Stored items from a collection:
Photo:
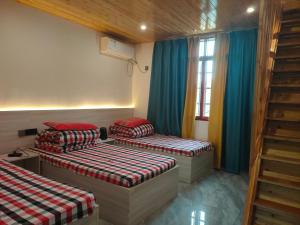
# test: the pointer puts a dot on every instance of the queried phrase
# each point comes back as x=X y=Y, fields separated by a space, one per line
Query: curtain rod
x=208 y=34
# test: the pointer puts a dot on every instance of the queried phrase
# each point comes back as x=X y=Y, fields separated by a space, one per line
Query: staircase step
x=265 y=220
x=281 y=159
x=287 y=57
x=289 y=44
x=276 y=207
x=278 y=175
x=280 y=182
x=282 y=119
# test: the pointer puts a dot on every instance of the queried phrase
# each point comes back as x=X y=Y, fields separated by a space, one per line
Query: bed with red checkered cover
x=113 y=164
x=168 y=144
x=27 y=198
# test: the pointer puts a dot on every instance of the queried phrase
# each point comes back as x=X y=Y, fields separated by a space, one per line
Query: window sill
x=201 y=118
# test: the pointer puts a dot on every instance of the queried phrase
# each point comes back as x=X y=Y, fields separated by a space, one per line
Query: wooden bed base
x=90 y=220
x=190 y=168
x=120 y=205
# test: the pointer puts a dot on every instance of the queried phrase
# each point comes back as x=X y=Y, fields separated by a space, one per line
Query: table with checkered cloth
x=27 y=198
x=168 y=144
x=113 y=164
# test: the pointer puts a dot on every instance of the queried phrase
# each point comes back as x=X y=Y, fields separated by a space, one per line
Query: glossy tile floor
x=217 y=200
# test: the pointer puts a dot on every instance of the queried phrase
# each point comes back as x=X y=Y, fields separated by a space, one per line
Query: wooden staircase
x=276 y=182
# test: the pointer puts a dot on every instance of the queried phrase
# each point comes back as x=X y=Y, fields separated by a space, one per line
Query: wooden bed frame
x=121 y=205
x=190 y=168
x=90 y=220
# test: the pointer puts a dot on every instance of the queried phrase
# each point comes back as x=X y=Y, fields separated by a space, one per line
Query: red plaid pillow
x=136 y=132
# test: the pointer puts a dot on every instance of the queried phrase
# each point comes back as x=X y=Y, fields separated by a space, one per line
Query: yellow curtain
x=217 y=97
x=191 y=89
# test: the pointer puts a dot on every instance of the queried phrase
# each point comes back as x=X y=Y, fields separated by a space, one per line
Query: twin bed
x=129 y=185
x=194 y=157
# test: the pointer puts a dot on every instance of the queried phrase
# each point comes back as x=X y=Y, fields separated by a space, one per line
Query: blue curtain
x=238 y=100
x=168 y=86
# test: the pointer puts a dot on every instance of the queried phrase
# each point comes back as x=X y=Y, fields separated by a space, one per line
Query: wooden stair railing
x=274 y=187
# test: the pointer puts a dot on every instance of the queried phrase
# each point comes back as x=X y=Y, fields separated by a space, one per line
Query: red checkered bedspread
x=27 y=198
x=117 y=165
x=168 y=144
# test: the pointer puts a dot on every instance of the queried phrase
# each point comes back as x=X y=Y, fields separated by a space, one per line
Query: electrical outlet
x=27 y=132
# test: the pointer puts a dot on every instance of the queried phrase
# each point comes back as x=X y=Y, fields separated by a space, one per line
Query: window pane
x=201 y=48
x=207 y=96
x=210 y=47
x=208 y=80
x=209 y=66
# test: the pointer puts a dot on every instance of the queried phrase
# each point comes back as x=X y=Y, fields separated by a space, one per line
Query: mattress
x=167 y=144
x=27 y=198
x=113 y=164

◆ PROBLEM DESCRIPTION:
In the answer, the data should reappear exactly, with no pictures.

◆ WRITTEN ANSWER:
Photo:
# test: the pointer puts a dot on every instance of the queried phrase
# each point comes back as x=X y=Y, fields separated by a space, one per line
Query: curtain rod
x=208 y=34
# test: the pointer puts a dot on every instance of the queried phrase
# each point comes back as x=X y=Y, fields separated by a space, one per line
Query: staircase step
x=265 y=220
x=281 y=159
x=287 y=57
x=289 y=44
x=276 y=207
x=278 y=175
x=280 y=182
x=282 y=119
# test: the pointer puts a dot on every instance of the queried phrase
# each point comes back as x=X y=Y, fields separated by a space, one per line
Query: bed with red checkered cover
x=113 y=164
x=168 y=144
x=27 y=198
# test: the pointer puts a dot on every instance of the queried phrase
# each point comes back as x=X y=Y, fields separated by a space, one per line
Query: window sill
x=201 y=118
# test: the pointer puts a dot on every instance of the queried phrase
# each point comes back as x=X y=Y, fields separated by a space, one per line
Query: wooden bed base
x=90 y=220
x=190 y=168
x=120 y=205
# test: the pointer puts a dot on every instance of the queried phrase
# each point comes back as x=X y=Y, fields separated by a space, one per line
Query: table with checkered cloth
x=27 y=198
x=168 y=144
x=113 y=164
# test: the pointer puts a dot on every instance of the queried phrase
# each point comes back as x=X y=Y, fields separated by a space, one per line
Query: glossy tile floor
x=217 y=200
# test: the pointer puts a dot on every instance of the queried phrase
# each point comes back as x=X y=Y, fields separated by a space, one per line
Query: wooden staircase
x=276 y=182
# test: the pointer puts a dot on every instance of the queried phrase
# each point comes back as x=X y=Y, fields separated by a space, one per line
Query: wooden bed frame
x=121 y=205
x=190 y=168
x=90 y=220
# test: the pointer puts a dot on every instance of the queried phrase
# each point comes back as x=X y=Y, fields separated by a space, one per line
Query: red plaid pillow
x=136 y=132
# test: the pointer puts a dot on every instance of the queried phrase
# each point comes back as x=X y=Y, fields separated by a space, one per line
Query: yellow curtain
x=217 y=97
x=191 y=89
# test: the pointer puts a dot on every instance of the queried phrase
# each point comes back as x=X y=Y, fields separated by a space, one per line
Query: twin bed
x=129 y=185
x=194 y=157
# test: the pointer puts a dot on every instance of the queried phrase
# each point comes back as x=X y=Y, fields separated by a space, one per line
Query: blue curtain
x=238 y=100
x=168 y=86
# test: the pointer puts a dot on every instance of the queried phrase
# each point comes back as x=X y=Y, fields separated by a space, one per line
Query: wooden stair railing
x=274 y=187
# test: the pointer puts a dot on every instance of the queried phrase
# each point comes back as x=X y=Y, fields separated by a space, one per line
Query: red checkered bedspread
x=27 y=198
x=117 y=165
x=168 y=144
# test: the pointer puts a dot on every instance of the queried phrase
# each point comes back as x=X y=Y, fields separated by a space, one per line
Query: electrical outlet
x=27 y=132
# test: the pointer puts a dot on every instance of the queried phrase
# each point comes back as x=X y=Y, fields separated by a space, one per line
Query: window pane
x=201 y=48
x=207 y=96
x=210 y=47
x=208 y=80
x=209 y=66
# test: the pointer puts a dot on every instance of the queried phrase
# each point comes back as x=X y=Y, fields separated by a space, one per line
Query: mattress
x=167 y=144
x=27 y=198
x=113 y=164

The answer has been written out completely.